> _Exercise goal_
Before writing out the records, remove the pictures; keep everything else exact.

> _Provided information_
▬▬▬▬▬▬▬▬▬▬

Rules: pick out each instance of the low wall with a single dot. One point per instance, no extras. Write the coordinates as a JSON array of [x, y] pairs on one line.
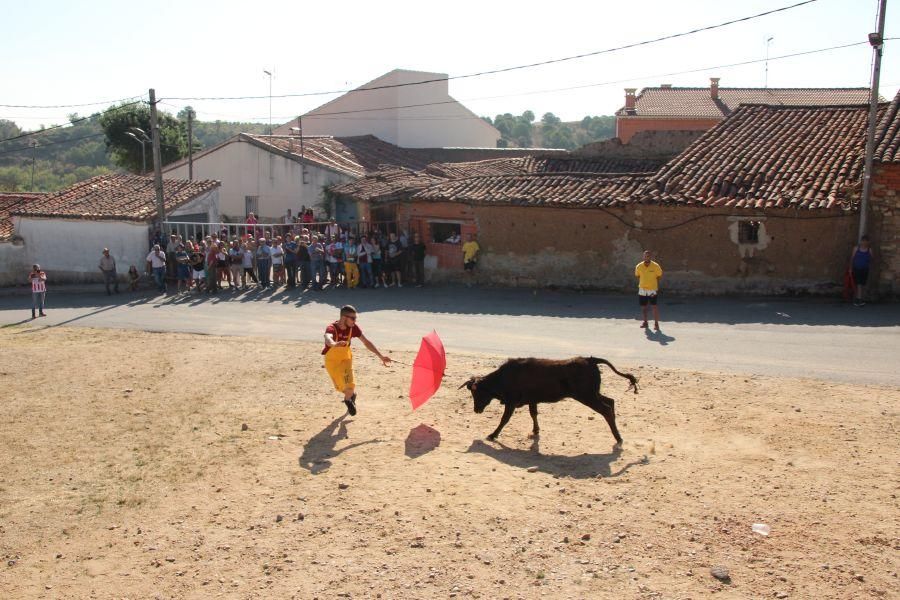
[[69, 250]]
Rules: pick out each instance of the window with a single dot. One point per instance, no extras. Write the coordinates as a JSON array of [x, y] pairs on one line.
[[445, 233], [748, 232], [251, 205]]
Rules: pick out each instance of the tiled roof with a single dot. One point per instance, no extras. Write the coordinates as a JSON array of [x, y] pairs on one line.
[[394, 184], [575, 190], [10, 202], [693, 102], [770, 157], [888, 133], [386, 184], [353, 156], [115, 197]]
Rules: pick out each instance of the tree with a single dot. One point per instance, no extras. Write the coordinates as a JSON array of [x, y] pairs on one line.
[[126, 152]]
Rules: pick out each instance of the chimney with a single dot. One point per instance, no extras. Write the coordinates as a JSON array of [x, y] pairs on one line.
[[629, 98]]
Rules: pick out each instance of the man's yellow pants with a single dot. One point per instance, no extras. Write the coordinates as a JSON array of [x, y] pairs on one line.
[[339, 364], [352, 272]]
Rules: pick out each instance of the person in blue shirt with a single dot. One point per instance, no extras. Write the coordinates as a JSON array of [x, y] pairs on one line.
[[860, 261]]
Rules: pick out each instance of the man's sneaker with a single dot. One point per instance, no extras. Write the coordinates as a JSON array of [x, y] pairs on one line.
[[351, 405]]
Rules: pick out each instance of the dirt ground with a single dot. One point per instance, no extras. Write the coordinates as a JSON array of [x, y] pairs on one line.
[[126, 472]]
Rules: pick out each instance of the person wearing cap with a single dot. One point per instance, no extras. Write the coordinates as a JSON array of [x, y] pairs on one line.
[[183, 269], [339, 356], [108, 268], [263, 261], [38, 280], [351, 262], [156, 264]]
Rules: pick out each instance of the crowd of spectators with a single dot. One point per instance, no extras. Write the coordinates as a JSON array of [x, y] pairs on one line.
[[297, 254]]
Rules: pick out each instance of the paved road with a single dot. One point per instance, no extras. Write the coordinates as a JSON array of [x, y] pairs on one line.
[[823, 339]]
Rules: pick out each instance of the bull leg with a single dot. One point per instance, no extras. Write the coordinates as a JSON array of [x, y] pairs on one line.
[[507, 413], [605, 406], [536, 431]]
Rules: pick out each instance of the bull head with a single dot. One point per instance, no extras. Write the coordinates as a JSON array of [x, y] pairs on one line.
[[471, 384]]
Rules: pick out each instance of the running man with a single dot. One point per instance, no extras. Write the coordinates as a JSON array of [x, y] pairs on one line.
[[339, 356], [648, 273]]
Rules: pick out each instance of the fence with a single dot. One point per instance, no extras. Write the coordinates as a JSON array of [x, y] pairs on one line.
[[198, 230]]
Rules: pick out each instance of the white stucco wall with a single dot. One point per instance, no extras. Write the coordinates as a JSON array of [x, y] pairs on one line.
[[247, 170], [69, 250], [14, 266], [445, 123]]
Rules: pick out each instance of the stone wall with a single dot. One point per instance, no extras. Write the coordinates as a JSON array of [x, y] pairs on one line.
[[885, 226]]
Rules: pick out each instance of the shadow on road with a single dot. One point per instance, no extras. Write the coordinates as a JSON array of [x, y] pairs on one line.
[[421, 440], [321, 447], [567, 304], [585, 466]]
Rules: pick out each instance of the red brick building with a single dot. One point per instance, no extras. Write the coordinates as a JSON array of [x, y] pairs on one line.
[[765, 202], [667, 108]]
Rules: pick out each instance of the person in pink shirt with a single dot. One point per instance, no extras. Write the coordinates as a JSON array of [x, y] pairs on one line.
[[38, 280]]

▬▬▬▬▬▬▬▬▬▬

> _Response_
Rules: pick out each instance of the low wall with a single dot. One point per instance, no extras. Write the coordinates as a JSON array of [x, y] pairs on one line.
[[69, 250]]
Rules: pick out each instance of the window with a single dot. One point per instance, no extras. Write the coordinates as a JSON array of [x, y] pairs on one line.
[[445, 233], [748, 232], [251, 205]]
Rules: pick out each instance of the tiled roof with a single dot. One point per instance, no extras. Write the coordinates as a JSON array of [x, y] pairs on one line.
[[394, 184], [575, 190], [10, 202], [693, 102], [770, 157], [888, 133], [386, 184], [353, 156], [115, 197]]
Rules: pick out each instance of the tree with a single dot. One point per instance, no extras. Write the coordinates as a JSON array of [x, y] pairs on one line.
[[126, 152]]
Rules: pick out each instance of the chimney with a single dot. One point per instance, no extras. Write the coordinates as a JSON array of [x, y] pairs on one line.
[[629, 98]]
Rules: pick out each instance of the man's yellow pants with a single dot. One point per instance, no extras. Write the coordinates as a JSON array of [x, y] pairs on one line.
[[339, 364], [352, 272]]
Rules: pick out each instance of the person in blue shirt with a single dot. One point per instance, no extras. Write the coordinates as a JSON array of [x, y] pairs on one line.
[[860, 261]]
Rules: pick out each instance of the man's sneaker with a single dot. One point per instance, no extras. Write the coordinates as a JSON array of [x, y] pairs on one line.
[[351, 405]]
Rules: pick out each instance of the dirt ground with a single dot. One point per instance, no extras. Write the coordinates as a JSON array of [x, y] pairs on one line.
[[126, 472]]
Rules: pick out each instance of the person wearing cap with a single dot. One point per instance, no extras. Write the coordinates as a JSON array of [x, y] pairs on one line.
[[183, 269], [339, 356], [108, 268], [263, 261], [38, 280], [351, 262], [156, 264]]
Rules: pick out each instance of the crowd of spectators with a single dot. One point per instance, no extras. Write the coordinates as a JSON array of [x, y] pairs on one line.
[[297, 254]]
Rules: pick out each instance of the paved road with a single dot. One point per instance, no extras. Write the coordinates as a JSON array of [x, y] pairs on one line.
[[823, 339]]
Rules: pick out each instance of the bull leg with a single dot. One point per instance, no extras. Write the coordinates as a JSON array of [x, y] pairs on one line.
[[507, 413], [605, 406], [536, 431]]
Rules: pick out each instance of the bull head with a single dot. One point per instance, no extras. Write the coordinates as a JSON array of [x, y] pairs on one line.
[[471, 384]]
Rules: pick out each instance of the running man with a single dot. One point per instance, no extras. Write the coordinates as a JSON array of [x, y] pairs on one line.
[[339, 356], [648, 273]]
Rules: pick out each instance of the fence with a single dot. One point per instance, no extras. Write the coordinates as a JSON array of [x, y] pairs on one line.
[[198, 230]]
Rules: pick out each instance of the white stucco wall with a single dot. One point per instance, no extras. Write the coordinates as a JSON array of [x, y] pairs on one line.
[[247, 170], [69, 250], [14, 266], [445, 123]]
Rules: pick out each instance of the stone wall with a single dot. One point per instance, no extras. Write the coordinates as a JSON array of [x, y] pairs on one line.
[[885, 226]]
Rules: pick out each instance of the shadow on road with a single dot. One point per instance, no extras. Write the coordinates as a JSON array of [x, y] pairs on one line.
[[421, 440], [321, 447], [567, 304], [585, 466]]
Rules: pick out each instance of the red brick building with a single dot. One point per instance, no extras. Write the coordinates as a JSON array of [x, y] pairs on one line.
[[765, 202], [667, 108]]
Rules: pick out each instance of the person in pink shirt with a single dot. One point per instance, no extras. Write the coordinates as a JSON array of [x, y] pairs on one line.
[[38, 280]]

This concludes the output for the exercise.